- GIVEN TEXT
## START
Namibia: The state of political culture

Liberalisation: Criticism can also be objective

EU Forum on Corporate Social Responsibility


5/2004
 

Liberalisation: Criticism can also be objective

Maude Barlow, Tony Clarke:
Blue Gold. The Fight to Stop the Corporate Theft of the World’s Water,
New York, New Press 2003,
296 pp., Dollar 16.95, ISBN 1-56584-813-6

Thomas Fritz:
Die letzte Grenze. GATS. Die Dienstleistungsverhandlungen in der WTO. Sachstand, Probleme und Alternativen. (The Last Frontier. GATS: The WTO Service Talks. State of Affairs, Problems and Alternatives.)
Berlin, WEED 2003, 61 pp.,
Euro 7.50, ISBN 3-9808227-2-9

The book and the pamphlet have a great deal in common. Both deal with the commercialisation and liberalisation of public services and both are written by critics of globalisation: Barlow and Clarke are Canadian NGO theorists, Fritz is a member of the executive committee of the Berlin Working Group on Environment and Development (Blue 21) and also works for Attac.

The calibre of the publications differs enormously, however. Barlow and Clarke present their arguments in a way thought to have been relegated to the past. They use water shortage and pollution statistics predominantly as a means of causing alarm, for example, rather than pre-senting them in a context needed to make clear what they signify. As evidence of dwindling water resources, for instance, the authors cite the fact that 22 African countries – among them Eritrea, Mali, Niger, the Democratic Republic of Congo and Sierra Leone – “cannot supply enough clean water to meet the needs of their populations”. The first three countries do indeed lack water reserves but the last two do not; the problem there is infrastructure.

So the list is totally misleading. Bald statements like the one that governments “all over the world” have failed to protect common property are also annoying, especially when one discovers a little later in the book that parts of Europe and North America have managed to reduce water consumption. Causal relationships are treated in a similarly offhand manner.
## END
Point labeling dataset excerpts
## START
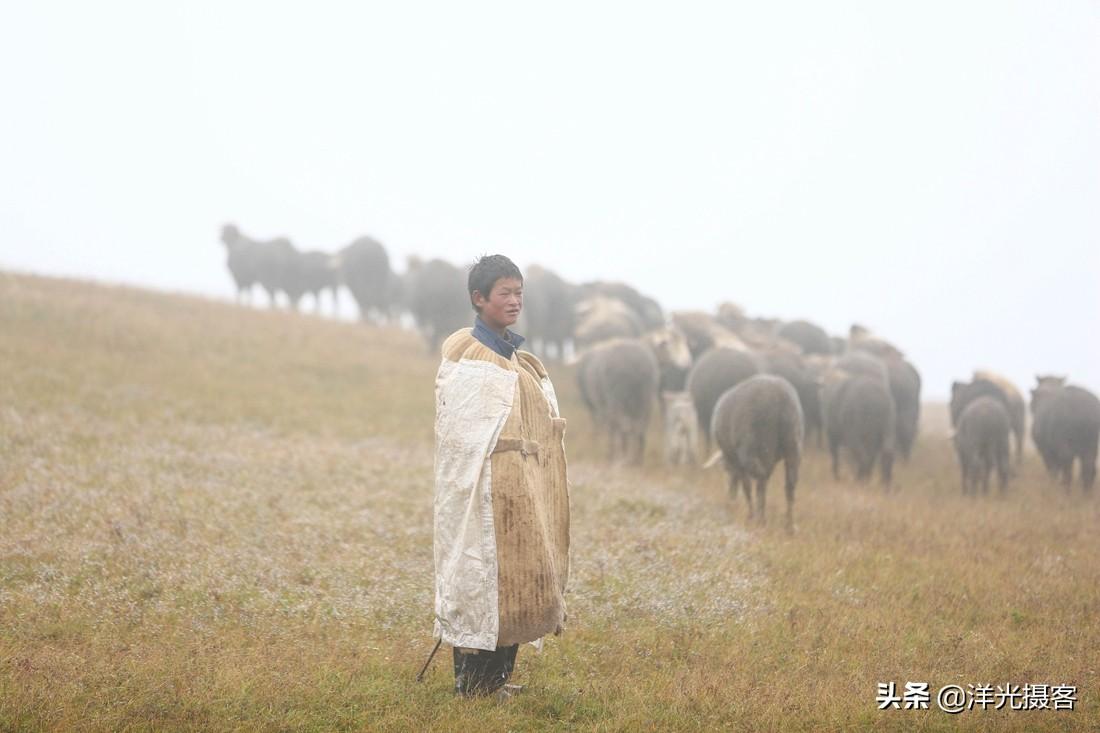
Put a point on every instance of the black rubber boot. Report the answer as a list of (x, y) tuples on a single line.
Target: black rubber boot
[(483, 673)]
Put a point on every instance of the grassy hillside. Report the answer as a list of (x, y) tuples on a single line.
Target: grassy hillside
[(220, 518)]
## END
- SET TASKS
1. Name every African country that the liberalisation review gives as an example of the 22 countries unable to supply enough clean water.
2. Recast the liberalisation review's paragraph beginning "The book and the pamphlet have a great deal in common" as a short bulleted list that keeps its main facts.
3. Carry the liberalisation review forward from its final sentence, in the same voice.
The entries above are separate material and have no connection to the review.

- OUTPUTS IN ORDER
1. Eritrea, Mali, Niger, the Democratic Republic of Congo, Sierra Leone

2.
- Both works deal with the commercialisation and liberalisation of public services.
- Both are written by critics of globalisation.
- Barlow and Clarke are Canadian NGO theorists.
- Fritz is on the executive committee of the Berlin Working Group on Environment and Development (Blue 21) and also works for Attac.

3.
Yet many of the theses put forward in the book are not wrong. The criticism of IMF and World Bank programmes in the water sector is as understandable as the concern that investment protection agreements undermine a country's ability to reach democratic decisions on water provision. So, too, is the claim that profligate industrial lifestyles need to change. Sadly, though, what the book gets right is poorly substantiated.

And that includes its core demand: access to clean drinking water is a human right, so water should be regarded as a public good, not as a commodity. But what does that mean for regions where water is scarce? Should it be free or should public providers also charge for it? What kind of public supply models are available? And what kind of natural, institutional and cultural conditions need to be met? In this book, the reader looks for answers to such questions in vain.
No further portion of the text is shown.